■ Extract provided ■
Is this approach to evaluating a complex integral valid?

[polygamma]

$\displaystyle \int_{0}^{\infty} e^{-ix^{2}} \ dx = \lim_{R \to \infty} \int_{0}^{R} e^{-ix^{2}} \ dx $

I think I'm perfectly justified in treating $i$ like a constant since we're integrating with respect to a real variable.$ \displaystyle = \frac{1}{\sqrt{i}} \ \lim_{R \to \infty} \int_{0}^{i\sqrt{R}} e^{-u^{2}} \ du $ EDIT: Initially we were integrating along the positive real axis. By making that substitution, we are now integrating along the line in the complex plane that begins at the origin and makes a 45 degree angle with the positive real axis. But since the exponential function is analytic, the path itself doesn't matter. All that matters is the starting point and the ending point.$= \displaystyle \left( \frac{1}{\sqrt{2}} - i \frac{1}{\sqrt{2}} \right) \lim_{R \to \infty} \int_{0}^{i\sqrt{R}} e^{-u^{2}} \ du = \frac{\sqrt{\pi}}{2} \left( \frac{1}{\sqrt{2}} - i \frac{1}{\sqrt{2}} \right) \lim_{R \to \infty} \text{erf} \left( i \sqrt{R} \right) $$ \displaystyle = \frac{\sqrt{\pi}}{2} \left( \frac{1}{\sqrt{2}} - i \frac{1}{\sqrt{2}} \right)$ since the limit evaluates to 1 (which can be evaluated by using the asymptotic expansion of the error function)Depending on whom I ask, I get a different response. Some say it's totally valid; others say that it needs more justification to be valid; while a few contend it's totally invalid. Which is it?I've seen people say that $\displaystyle \int_{0}^{\infty} e^{-ix^{2}} \ dx = \frac{1}{\sqrt{i}} \int_{0}^{\infty} e^{-u^{2}} \ du$. Now that would require more justification.

■ What you need to do ■
According to the forum post on the complex integral, what three responses has the poster received about whether the approach is valid?

■ Information provided ■
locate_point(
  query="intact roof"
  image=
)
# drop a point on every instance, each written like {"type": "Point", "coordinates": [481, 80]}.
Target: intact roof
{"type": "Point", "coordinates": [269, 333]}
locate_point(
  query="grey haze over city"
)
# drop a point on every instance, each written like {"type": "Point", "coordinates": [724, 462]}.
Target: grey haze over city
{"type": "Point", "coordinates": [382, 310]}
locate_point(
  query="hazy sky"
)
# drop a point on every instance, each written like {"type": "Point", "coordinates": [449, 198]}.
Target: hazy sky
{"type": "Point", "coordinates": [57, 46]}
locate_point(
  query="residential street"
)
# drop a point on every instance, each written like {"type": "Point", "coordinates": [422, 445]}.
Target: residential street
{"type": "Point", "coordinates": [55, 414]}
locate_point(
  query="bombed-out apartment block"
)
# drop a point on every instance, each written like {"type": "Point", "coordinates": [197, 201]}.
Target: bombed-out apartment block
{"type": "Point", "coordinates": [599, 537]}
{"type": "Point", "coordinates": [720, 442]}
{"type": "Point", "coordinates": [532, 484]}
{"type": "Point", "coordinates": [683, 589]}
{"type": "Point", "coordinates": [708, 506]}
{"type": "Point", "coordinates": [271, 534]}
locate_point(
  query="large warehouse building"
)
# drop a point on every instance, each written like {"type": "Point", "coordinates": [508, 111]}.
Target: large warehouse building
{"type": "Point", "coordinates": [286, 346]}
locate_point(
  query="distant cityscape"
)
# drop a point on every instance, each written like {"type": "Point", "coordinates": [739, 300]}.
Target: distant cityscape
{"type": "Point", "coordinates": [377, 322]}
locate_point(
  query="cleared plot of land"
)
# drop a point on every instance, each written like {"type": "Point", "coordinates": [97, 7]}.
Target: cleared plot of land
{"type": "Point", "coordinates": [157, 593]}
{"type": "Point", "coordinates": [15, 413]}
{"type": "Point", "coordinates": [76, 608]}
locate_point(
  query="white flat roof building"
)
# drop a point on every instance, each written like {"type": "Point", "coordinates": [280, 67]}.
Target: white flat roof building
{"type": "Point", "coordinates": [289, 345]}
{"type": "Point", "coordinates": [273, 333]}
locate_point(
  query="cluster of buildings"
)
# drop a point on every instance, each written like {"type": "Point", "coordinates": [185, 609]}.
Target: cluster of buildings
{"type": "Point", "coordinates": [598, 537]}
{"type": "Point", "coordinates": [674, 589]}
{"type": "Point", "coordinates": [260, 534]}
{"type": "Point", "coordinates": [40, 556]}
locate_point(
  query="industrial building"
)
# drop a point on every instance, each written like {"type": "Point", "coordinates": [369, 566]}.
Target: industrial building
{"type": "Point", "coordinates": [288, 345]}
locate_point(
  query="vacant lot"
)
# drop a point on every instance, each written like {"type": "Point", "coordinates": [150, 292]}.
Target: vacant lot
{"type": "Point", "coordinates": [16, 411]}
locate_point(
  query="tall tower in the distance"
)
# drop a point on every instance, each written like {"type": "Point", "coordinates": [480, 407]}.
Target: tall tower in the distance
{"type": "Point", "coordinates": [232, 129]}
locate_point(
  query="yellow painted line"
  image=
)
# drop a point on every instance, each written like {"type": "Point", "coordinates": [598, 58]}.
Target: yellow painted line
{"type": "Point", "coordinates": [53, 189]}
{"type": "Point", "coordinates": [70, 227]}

■ Task response ■
Some say it is totally valid, others say it needs more justification, and a few contend it is totally invalid.